- WHAT TO WORK ON:
Rescale the material below by copying every line, requests included, and multiplying each box coordinate in the answers by 2.1, rounded to the nearest whole number with halves going up. Leave any numbers in the requests unchanged.

- MATERIAL SHOWN:
------

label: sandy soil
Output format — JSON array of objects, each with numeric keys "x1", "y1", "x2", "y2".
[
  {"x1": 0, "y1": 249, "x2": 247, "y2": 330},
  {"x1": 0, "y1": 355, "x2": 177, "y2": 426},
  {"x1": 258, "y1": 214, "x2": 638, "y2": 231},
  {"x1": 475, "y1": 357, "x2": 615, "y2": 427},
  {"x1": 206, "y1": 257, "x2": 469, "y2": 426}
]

------

- SOLUTION TO THIS EXERCISE:
label: sandy soil
Output format — JSON array of objects, each with numeric keys "x1", "y1", "x2", "y2".
[
  {"x1": 0, "y1": 523, "x2": 519, "y2": 693},
  {"x1": 0, "y1": 746, "x2": 372, "y2": 895},
  {"x1": 542, "y1": 449, "x2": 1340, "y2": 485},
  {"x1": 998, "y1": 750, "x2": 1292, "y2": 897},
  {"x1": 433, "y1": 540, "x2": 985, "y2": 895}
]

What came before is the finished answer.